• Data extracted from a collection:
§

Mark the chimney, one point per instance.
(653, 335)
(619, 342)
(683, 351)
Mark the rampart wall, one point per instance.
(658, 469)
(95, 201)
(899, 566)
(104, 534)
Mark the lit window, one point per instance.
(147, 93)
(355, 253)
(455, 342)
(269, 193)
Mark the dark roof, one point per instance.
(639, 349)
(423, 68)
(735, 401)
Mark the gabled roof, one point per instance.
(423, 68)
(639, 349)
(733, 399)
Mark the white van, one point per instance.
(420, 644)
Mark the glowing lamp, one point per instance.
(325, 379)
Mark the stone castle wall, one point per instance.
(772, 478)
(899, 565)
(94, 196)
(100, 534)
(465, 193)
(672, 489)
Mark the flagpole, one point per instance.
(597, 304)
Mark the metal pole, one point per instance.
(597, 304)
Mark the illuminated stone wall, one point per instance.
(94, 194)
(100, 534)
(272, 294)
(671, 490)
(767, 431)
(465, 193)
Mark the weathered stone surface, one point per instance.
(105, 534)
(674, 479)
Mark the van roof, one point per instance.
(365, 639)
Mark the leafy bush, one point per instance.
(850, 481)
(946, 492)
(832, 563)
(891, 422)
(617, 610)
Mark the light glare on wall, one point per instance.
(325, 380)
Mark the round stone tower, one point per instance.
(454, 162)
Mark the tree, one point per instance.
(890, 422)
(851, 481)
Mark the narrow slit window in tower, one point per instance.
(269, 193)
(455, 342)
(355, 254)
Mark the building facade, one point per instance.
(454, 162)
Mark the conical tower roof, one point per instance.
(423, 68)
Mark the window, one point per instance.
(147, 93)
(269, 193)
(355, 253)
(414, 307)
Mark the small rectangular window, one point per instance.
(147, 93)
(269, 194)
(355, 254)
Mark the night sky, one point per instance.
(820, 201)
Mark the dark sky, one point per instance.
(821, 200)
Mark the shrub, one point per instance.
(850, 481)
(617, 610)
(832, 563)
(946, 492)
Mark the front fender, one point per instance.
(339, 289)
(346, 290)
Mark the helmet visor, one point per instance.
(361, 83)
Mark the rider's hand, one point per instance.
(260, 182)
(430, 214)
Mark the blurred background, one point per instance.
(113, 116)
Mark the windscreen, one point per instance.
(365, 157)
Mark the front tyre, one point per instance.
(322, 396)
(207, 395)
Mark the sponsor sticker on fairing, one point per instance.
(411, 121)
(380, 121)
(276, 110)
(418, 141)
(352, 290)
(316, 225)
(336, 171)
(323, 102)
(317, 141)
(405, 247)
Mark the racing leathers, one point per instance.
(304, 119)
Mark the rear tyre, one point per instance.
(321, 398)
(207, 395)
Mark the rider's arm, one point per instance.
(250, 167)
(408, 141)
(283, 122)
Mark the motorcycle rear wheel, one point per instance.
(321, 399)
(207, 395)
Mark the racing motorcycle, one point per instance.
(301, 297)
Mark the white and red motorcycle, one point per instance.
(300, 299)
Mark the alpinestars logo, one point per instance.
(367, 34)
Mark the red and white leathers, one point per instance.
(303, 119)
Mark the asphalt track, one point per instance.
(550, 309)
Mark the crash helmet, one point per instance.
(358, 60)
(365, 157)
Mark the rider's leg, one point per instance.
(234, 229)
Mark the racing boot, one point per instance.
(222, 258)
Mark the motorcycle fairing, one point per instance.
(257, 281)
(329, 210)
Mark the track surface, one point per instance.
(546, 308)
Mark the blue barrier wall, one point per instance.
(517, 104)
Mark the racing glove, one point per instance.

§

Return precisely the lines of the records, starting with the line that holds "Mark the rear tyre, one point per instance." and ending with the last one.

Mark the rear tyre, one point per instance.
(321, 398)
(207, 395)
Mark the rider's arm, one point per instance.
(250, 167)
(408, 141)
(283, 122)
Mark the motorcycle rear wheel, one point per instance.
(321, 399)
(207, 395)
Mark the racing motorcycle, one point per instance.
(301, 297)
Mark the white and red motorcycle, one point per instance.
(300, 299)
Mark the alpinestars logo, one point per instance.
(367, 34)
Mark the red and white leathers, one point per instance.
(303, 119)
Mark the asphalt track, one point per instance.
(550, 309)
Mark the crash helmet, one point per instance.
(358, 60)
(365, 157)
Mark the rider's leg, one point per instance.
(234, 229)
Mark the racing boot, one point per instance.
(222, 258)
Mark the motorcycle fairing, one point per instance.
(257, 281)
(329, 210)
Mark the track surface, one point per instance.
(546, 308)
Mark the blue barrier wall, one point per instance.
(517, 104)
Mark the racing glove, one point per instance.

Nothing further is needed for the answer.